** DATA PROVIDED follows **

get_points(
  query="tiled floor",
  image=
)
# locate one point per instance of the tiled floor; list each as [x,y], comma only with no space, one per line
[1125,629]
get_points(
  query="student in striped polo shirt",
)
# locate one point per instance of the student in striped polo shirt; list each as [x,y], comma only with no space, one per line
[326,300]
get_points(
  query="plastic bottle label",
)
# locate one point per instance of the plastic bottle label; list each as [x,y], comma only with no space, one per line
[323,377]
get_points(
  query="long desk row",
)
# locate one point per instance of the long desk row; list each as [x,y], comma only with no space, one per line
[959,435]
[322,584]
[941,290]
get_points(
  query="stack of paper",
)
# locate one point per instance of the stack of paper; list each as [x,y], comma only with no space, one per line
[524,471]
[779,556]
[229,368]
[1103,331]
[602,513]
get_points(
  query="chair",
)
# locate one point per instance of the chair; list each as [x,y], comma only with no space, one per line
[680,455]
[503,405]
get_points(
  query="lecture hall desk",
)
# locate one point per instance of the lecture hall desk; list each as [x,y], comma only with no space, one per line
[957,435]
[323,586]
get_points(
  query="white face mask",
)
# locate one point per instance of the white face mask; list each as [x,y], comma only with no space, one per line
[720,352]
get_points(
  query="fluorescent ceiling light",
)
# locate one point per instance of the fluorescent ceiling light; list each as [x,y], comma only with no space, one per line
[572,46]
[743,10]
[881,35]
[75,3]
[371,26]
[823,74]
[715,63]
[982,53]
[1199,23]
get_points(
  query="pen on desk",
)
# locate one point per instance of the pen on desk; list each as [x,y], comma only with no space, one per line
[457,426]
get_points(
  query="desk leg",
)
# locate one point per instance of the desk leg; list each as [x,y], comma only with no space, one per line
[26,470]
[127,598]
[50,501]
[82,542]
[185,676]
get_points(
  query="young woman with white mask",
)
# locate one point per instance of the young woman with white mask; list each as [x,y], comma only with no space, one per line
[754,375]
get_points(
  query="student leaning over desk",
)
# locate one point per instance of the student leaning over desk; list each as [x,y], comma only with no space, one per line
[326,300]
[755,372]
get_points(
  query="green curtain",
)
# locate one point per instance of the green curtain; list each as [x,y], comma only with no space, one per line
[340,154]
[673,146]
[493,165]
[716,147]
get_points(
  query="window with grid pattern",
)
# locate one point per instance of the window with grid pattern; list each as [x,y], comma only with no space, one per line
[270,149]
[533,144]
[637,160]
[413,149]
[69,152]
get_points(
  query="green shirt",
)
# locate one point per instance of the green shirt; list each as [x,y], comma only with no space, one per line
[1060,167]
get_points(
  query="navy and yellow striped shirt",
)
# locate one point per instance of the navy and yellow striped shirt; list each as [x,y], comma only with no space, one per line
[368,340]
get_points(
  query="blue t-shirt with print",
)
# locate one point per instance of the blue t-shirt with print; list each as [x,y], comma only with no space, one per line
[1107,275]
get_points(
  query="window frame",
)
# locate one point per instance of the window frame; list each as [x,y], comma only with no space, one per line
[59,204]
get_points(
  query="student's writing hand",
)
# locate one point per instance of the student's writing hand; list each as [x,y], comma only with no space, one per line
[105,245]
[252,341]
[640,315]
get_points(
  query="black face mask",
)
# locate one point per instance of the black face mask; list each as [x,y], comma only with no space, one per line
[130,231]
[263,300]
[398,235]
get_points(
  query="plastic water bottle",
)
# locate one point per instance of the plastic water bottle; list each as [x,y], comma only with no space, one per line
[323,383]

** End of DATA PROVIDED **

◆ DIRECTIONS FOR THIS TASK ◆
Go through the records above and write each one out again exactly.

◆ TASK RESULT ◆
get_points(
  query="tiled floor",
  image=
)
# locate one point per instance of the tiled floor; list each as [x,y], comma only with no space, one per line
[1125,629]
get_points(
  query="student in striped polo shirt",
)
# locate one point per instance of the student in striped polo shirt; list each as [x,y], comma only with no space, one per line
[326,300]
get_points(
  query="plastic bottle label",
)
# locate one point per instance of the plastic bottle label; list each as [x,y], comma only with no space, one per line
[323,377]
get_points(
  query="long desk row",
)
# locate one point per instance of the long desk row; list each as [x,y], comma only with no space, one per line
[959,435]
[322,584]
[941,290]
get_points(
  query="stack of paper",
)
# locate one point per instance of the stack of paper; list each as [x,y], comma only with no space, one per line
[524,471]
[779,556]
[229,368]
[1103,331]
[602,513]
get_points(
  query="chair",
)
# locate one point per instance of the chair; list each as [x,y], comma only with no space, one per line
[680,455]
[503,405]
get_points(
  query="lecture hall desk",
)
# locate one point per instance of the lecture hall desk; list each as [x,y], comma only with no space, one per line
[957,435]
[323,586]
get_points(
  query="white face mask",
)
# locate one point per instance of the white face mask; list each as [x,y], comma only with no space, one per line
[720,352]
get_points(
  query="fluorescent ceiling light",
)
# locate one point per instance of the fluorescent ceiling light; list each as [x,y], comma only with no space, one per line
[572,46]
[743,10]
[881,35]
[75,3]
[371,26]
[823,74]
[715,63]
[982,53]
[1199,23]
get_points(
  query="pen on desk",
)
# locate one point per instance of the pen on desk; list each as [x,y], comma only with no space, one per line
[457,426]
get_points(
  query="desk leg",
)
# locate one point per instance of the desk leg; list each as [x,y], comma only with no space, one per line
[26,470]
[127,598]
[50,501]
[82,542]
[185,676]
get_points(
  query="young woman with white mask",
)
# locate one point per instance of the young woman with white mask; list each as [x,y], comma only with no space, one per line
[754,375]
get_points(
  query="student leaning over desk",
)
# locate one point per instance of the student leaning over desk; list each as [x,y], comma only with no space, one per line
[326,300]
[755,372]
get_points(
  query="green curtain",
)
# locate one point per instance of the green curtain; list each as [x,y], comma only with no space, one per line
[340,154]
[673,146]
[493,165]
[716,147]
get_points(
  query="window with grid pattern",
)
# locate one point per instance of the window with grid pattern; list each as [x,y], comma only with no space, one per line
[270,149]
[533,144]
[637,160]
[413,149]
[69,152]
get_points(
  query="green shirt",
)
# locate one point per instance of the green shirt; list each as [x,y], comma only with no space, one per line
[1060,167]
get_points(
  query="navy and yellow striped shirt",
)
# locate one point per instance of the navy and yellow striped shirt; list each as [x,y], comma only with no space, one per line
[368,340]
get_points(
  query="blue t-shirt with print",
)
# locate one point per instance of the blue t-shirt with print; list each as [x,y], comma only with no space, one per line
[1107,275]
get_points(
  query="window frame",
)
# locate one point per instance of the window frame; list each as [x,y], comma only with no space, one per line
[59,204]
get_points(
  query="student's writing hand",
)
# locate one point per instance of the student's writing hand; list each as [x,y], comma only with no space, one per line
[105,245]
[252,341]
[640,315]
get_points(
  query="black face mask",
)
# locate one point per instance of the black face mask; list each as [x,y], comma only with no space, one per line
[130,231]
[263,300]
[398,235]
get_points(
  query="plastic water bottle",
)
# locate one point per instance of the plastic water bottle; list each as [x,y], comma only with no space, one per line
[323,383]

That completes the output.